[Point labeling data based on photos]
*****

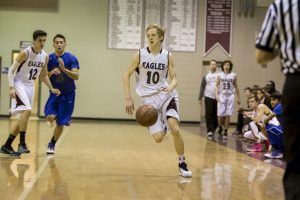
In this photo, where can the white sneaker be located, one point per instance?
(50, 124)
(51, 148)
(184, 171)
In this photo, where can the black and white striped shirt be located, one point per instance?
(280, 30)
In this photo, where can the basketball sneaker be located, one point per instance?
(22, 148)
(210, 134)
(257, 147)
(220, 130)
(183, 170)
(274, 154)
(51, 148)
(9, 151)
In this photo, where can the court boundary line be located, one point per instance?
(28, 187)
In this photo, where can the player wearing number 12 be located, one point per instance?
(152, 64)
(226, 86)
(29, 65)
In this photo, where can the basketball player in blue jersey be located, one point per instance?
(29, 64)
(152, 64)
(226, 86)
(63, 69)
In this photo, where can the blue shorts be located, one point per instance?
(62, 107)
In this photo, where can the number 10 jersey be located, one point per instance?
(152, 72)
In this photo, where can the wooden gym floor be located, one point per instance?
(119, 160)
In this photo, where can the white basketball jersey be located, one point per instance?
(152, 72)
(227, 83)
(30, 69)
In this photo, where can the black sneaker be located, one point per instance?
(9, 151)
(22, 148)
(183, 170)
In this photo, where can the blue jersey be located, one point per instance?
(62, 81)
(278, 112)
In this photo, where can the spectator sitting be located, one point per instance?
(275, 132)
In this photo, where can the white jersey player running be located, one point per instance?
(152, 65)
(28, 65)
(226, 87)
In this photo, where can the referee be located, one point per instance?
(280, 36)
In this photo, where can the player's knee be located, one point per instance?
(158, 137)
(50, 118)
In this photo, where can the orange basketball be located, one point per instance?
(146, 115)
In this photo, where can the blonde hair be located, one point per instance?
(160, 30)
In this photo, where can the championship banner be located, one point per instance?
(218, 25)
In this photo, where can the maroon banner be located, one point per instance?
(218, 25)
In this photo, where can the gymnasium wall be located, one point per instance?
(99, 88)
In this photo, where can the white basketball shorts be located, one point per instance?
(225, 105)
(167, 105)
(24, 98)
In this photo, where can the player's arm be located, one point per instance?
(73, 74)
(44, 77)
(126, 83)
(269, 117)
(172, 74)
(261, 110)
(217, 88)
(12, 70)
(237, 90)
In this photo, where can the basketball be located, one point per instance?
(146, 115)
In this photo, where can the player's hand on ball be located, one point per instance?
(61, 63)
(55, 71)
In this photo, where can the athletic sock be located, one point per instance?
(22, 137)
(53, 140)
(181, 158)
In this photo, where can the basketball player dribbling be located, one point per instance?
(29, 64)
(152, 65)
(226, 86)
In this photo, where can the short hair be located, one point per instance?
(276, 95)
(38, 33)
(271, 83)
(160, 30)
(260, 89)
(230, 64)
(59, 36)
(253, 96)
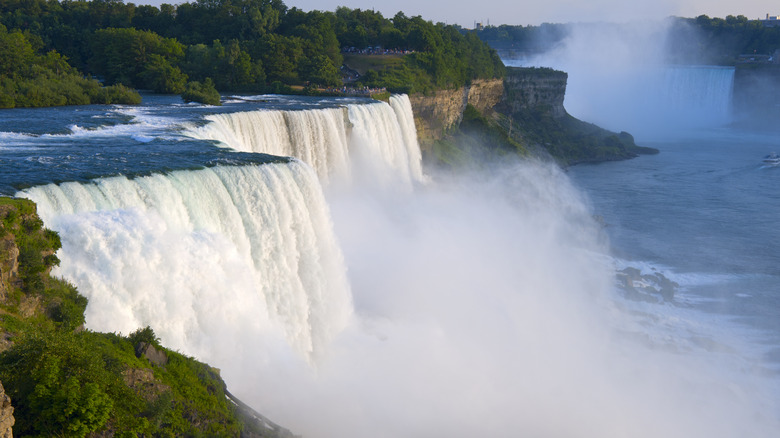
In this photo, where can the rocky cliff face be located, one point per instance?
(9, 255)
(534, 89)
(6, 415)
(521, 89)
(523, 113)
(435, 114)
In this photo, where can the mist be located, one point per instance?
(484, 305)
(639, 77)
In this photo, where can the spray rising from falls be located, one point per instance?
(378, 135)
(188, 251)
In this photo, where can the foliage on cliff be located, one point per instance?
(67, 381)
(30, 79)
(244, 45)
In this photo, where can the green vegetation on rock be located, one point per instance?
(242, 45)
(66, 381)
(30, 79)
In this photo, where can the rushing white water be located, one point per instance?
(378, 135)
(475, 305)
(191, 251)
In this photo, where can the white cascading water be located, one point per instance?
(223, 250)
(317, 137)
(380, 136)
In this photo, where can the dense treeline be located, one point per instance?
(701, 40)
(244, 45)
(30, 79)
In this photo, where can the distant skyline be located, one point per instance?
(466, 13)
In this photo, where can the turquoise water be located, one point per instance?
(704, 212)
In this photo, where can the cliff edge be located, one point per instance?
(67, 380)
(522, 113)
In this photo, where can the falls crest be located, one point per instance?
(187, 251)
(380, 135)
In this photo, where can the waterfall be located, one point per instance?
(652, 101)
(703, 93)
(187, 251)
(318, 136)
(377, 134)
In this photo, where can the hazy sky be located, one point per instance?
(466, 12)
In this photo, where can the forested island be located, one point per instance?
(62, 377)
(252, 46)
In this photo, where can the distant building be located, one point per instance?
(771, 20)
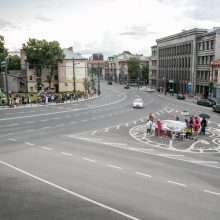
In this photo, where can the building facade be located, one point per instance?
(182, 61)
(70, 73)
(117, 65)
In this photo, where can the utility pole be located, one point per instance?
(74, 78)
(99, 71)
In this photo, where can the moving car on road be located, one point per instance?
(216, 108)
(138, 103)
(205, 102)
(180, 96)
(149, 89)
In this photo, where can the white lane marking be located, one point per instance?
(60, 125)
(11, 139)
(29, 130)
(84, 158)
(47, 148)
(12, 125)
(197, 161)
(29, 143)
(179, 184)
(93, 132)
(214, 193)
(116, 167)
(71, 192)
(45, 128)
(143, 174)
(172, 155)
(66, 153)
(73, 122)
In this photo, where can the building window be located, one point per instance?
(212, 44)
(207, 45)
(216, 76)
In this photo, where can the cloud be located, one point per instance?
(42, 18)
(5, 25)
(197, 9)
(136, 31)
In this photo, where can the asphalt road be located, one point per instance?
(93, 160)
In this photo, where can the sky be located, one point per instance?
(103, 26)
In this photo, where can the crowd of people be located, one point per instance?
(42, 98)
(193, 127)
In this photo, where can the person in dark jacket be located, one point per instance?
(203, 126)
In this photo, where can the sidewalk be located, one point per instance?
(49, 104)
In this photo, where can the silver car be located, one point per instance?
(138, 103)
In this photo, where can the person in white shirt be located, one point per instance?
(149, 126)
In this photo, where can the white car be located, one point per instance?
(138, 103)
(149, 89)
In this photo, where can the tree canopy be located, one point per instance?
(3, 50)
(133, 68)
(14, 62)
(40, 54)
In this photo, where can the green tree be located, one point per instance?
(145, 72)
(14, 62)
(133, 68)
(3, 50)
(54, 53)
(40, 54)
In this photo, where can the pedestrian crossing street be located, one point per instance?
(210, 143)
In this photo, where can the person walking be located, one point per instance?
(159, 127)
(196, 127)
(149, 126)
(203, 126)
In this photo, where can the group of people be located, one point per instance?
(192, 129)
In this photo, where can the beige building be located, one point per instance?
(70, 73)
(182, 61)
(117, 69)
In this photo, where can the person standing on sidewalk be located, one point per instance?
(203, 126)
(196, 127)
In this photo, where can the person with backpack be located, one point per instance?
(196, 128)
(203, 126)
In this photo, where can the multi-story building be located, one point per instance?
(182, 62)
(117, 65)
(69, 75)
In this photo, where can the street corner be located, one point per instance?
(208, 143)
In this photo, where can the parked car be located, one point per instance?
(138, 103)
(149, 89)
(205, 102)
(216, 108)
(180, 96)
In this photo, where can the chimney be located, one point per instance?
(70, 49)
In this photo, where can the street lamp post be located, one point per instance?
(74, 78)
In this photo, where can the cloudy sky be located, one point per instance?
(105, 26)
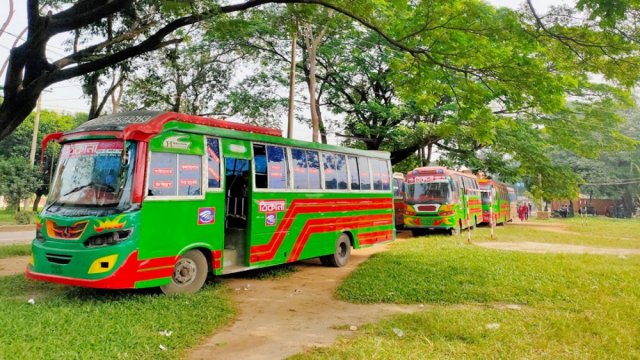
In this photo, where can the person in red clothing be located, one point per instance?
(521, 213)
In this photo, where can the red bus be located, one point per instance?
(398, 199)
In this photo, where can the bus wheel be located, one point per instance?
(342, 252)
(189, 274)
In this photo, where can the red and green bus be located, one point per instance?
(497, 193)
(439, 198)
(398, 199)
(155, 199)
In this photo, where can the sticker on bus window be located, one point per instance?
(270, 219)
(162, 171)
(269, 206)
(206, 216)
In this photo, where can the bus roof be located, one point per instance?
(435, 170)
(143, 125)
(136, 124)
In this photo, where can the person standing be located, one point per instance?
(521, 213)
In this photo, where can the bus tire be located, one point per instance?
(189, 274)
(324, 260)
(342, 252)
(417, 232)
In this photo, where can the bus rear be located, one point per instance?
(432, 202)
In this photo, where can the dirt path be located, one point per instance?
(13, 265)
(551, 227)
(535, 247)
(282, 317)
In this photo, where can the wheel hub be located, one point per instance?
(184, 272)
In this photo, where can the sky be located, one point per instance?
(67, 96)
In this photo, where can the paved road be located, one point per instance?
(16, 237)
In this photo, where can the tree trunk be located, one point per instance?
(429, 153)
(292, 84)
(36, 202)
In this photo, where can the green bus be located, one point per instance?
(155, 199)
(440, 198)
(497, 194)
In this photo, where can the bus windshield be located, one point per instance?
(433, 192)
(92, 173)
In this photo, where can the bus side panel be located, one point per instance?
(311, 223)
(171, 227)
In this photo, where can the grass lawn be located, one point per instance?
(593, 231)
(568, 306)
(75, 323)
(14, 250)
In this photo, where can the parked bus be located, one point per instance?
(398, 199)
(151, 199)
(437, 198)
(501, 203)
(513, 202)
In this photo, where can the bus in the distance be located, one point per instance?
(496, 193)
(513, 202)
(398, 199)
(438, 198)
(152, 199)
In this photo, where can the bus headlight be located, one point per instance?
(108, 239)
(446, 210)
(103, 264)
(409, 210)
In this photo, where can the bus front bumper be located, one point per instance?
(122, 278)
(429, 222)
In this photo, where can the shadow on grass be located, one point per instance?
(272, 272)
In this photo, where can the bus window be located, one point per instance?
(277, 167)
(300, 172)
(365, 176)
(355, 176)
(432, 192)
(189, 175)
(314, 169)
(341, 172)
(377, 172)
(397, 188)
(260, 164)
(330, 175)
(213, 163)
(162, 174)
(175, 174)
(385, 174)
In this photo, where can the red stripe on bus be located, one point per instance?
(217, 257)
(375, 237)
(315, 226)
(303, 206)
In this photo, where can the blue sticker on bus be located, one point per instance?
(206, 216)
(270, 219)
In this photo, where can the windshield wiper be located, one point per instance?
(108, 188)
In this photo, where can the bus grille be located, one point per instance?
(427, 208)
(59, 258)
(66, 232)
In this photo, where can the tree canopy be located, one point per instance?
(492, 89)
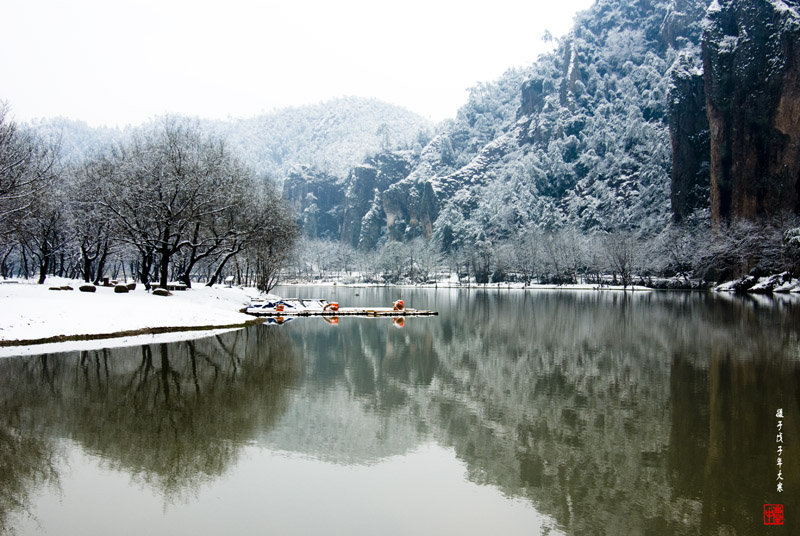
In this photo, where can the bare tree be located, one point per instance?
(27, 167)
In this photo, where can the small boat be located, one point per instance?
(294, 306)
(282, 307)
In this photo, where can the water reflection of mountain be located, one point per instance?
(651, 413)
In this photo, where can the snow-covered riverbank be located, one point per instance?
(31, 312)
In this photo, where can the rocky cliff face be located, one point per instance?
(751, 60)
(689, 136)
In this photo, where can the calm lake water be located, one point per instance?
(510, 413)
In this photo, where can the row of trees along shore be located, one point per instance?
(170, 203)
(682, 256)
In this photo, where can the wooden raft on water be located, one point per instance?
(318, 307)
(350, 311)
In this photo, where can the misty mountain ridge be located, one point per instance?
(609, 132)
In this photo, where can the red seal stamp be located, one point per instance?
(773, 514)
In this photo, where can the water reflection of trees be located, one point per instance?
(613, 413)
(25, 464)
(173, 416)
(574, 400)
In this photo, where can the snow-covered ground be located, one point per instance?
(29, 311)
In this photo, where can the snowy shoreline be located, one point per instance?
(36, 319)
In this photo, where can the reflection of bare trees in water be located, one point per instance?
(25, 464)
(172, 415)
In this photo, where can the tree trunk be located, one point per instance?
(218, 271)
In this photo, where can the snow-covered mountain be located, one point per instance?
(580, 138)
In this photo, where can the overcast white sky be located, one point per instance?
(118, 62)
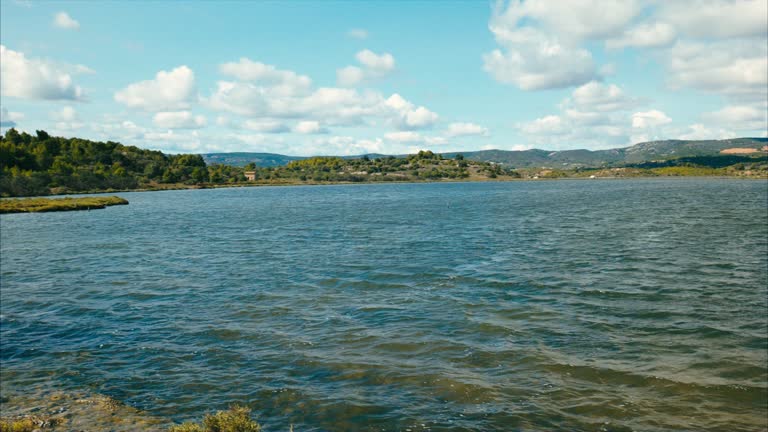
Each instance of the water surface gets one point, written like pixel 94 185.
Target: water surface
pixel 579 305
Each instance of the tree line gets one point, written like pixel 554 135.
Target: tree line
pixel 40 164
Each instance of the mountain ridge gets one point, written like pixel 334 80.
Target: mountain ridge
pixel 540 158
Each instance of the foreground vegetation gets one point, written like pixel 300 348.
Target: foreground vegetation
pixel 35 205
pixel 36 165
pixel 235 419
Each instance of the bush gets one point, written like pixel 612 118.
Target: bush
pixel 235 419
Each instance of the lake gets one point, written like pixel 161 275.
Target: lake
pixel 554 305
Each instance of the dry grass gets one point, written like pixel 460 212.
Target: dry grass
pixel 235 419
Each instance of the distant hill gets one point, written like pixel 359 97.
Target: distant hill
pixel 266 160
pixel 535 158
pixel 642 152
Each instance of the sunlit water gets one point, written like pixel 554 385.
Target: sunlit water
pixel 577 305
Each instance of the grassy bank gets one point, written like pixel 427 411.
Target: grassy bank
pixel 34 205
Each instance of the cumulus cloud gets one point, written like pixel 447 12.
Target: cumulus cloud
pixel 465 129
pixel 549 125
pixel 700 132
pixel 62 20
pixel 408 116
pixel 645 35
pixel 309 127
pixel 737 70
pixel 170 90
pixel 540 40
pixel 404 136
pixel 9 118
pixel 597 96
pixel 357 33
pixel 285 81
pixel 649 119
pixel 66 119
pixel 740 117
pixel 123 131
pixel 374 66
pixel 266 126
pixel 595 115
pixel 178 120
pixel 25 78
pixel 713 19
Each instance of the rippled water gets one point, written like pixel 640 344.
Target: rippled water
pixel 579 305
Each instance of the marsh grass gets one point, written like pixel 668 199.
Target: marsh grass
pixel 32 205
pixel 29 423
pixel 235 419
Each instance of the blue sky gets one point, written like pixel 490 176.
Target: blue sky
pixel 325 77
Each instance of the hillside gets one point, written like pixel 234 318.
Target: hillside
pixel 536 158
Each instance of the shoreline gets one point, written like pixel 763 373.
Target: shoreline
pixel 177 187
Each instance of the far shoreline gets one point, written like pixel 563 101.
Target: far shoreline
pixel 178 187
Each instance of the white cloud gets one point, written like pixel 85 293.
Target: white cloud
pixel 578 19
pixel 379 64
pixel 341 145
pixel 404 136
pixel 283 81
pixel 596 96
pixel 407 116
pixel 374 66
pixel 350 76
pixel 465 129
pixel 713 19
pixel 35 79
pixel 649 119
pixel 309 127
pixel 740 117
pixel 645 35
pixel 170 90
pixel 266 126
pixel 737 69
pixel 548 125
pixel 9 118
pixel 64 21
pixel 358 33
pixel 540 40
pixel 700 132
pixel 66 119
pixel 178 120
pixel 123 131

*****

Starting at the line that contains "Each instance of the blue" and ending with the line that contains "pixel 178 187", write out those lines of the listing again, substituting "slope" for each "hillside" and leaving everything else unchanged.

Each instance of the blue sky gets one point, written like pixel 490 176.
Target: blue sky
pixel 325 77
Each instance of the slope gets one point, written like pixel 234 318.
Target: slope
pixel 536 158
Each instance of the shoreline gets one point, written like pixel 763 373.
Target: shoreline
pixel 177 187
Each instance of the far shoreline gets one point, written like pixel 563 101.
Target: far shoreline
pixel 178 187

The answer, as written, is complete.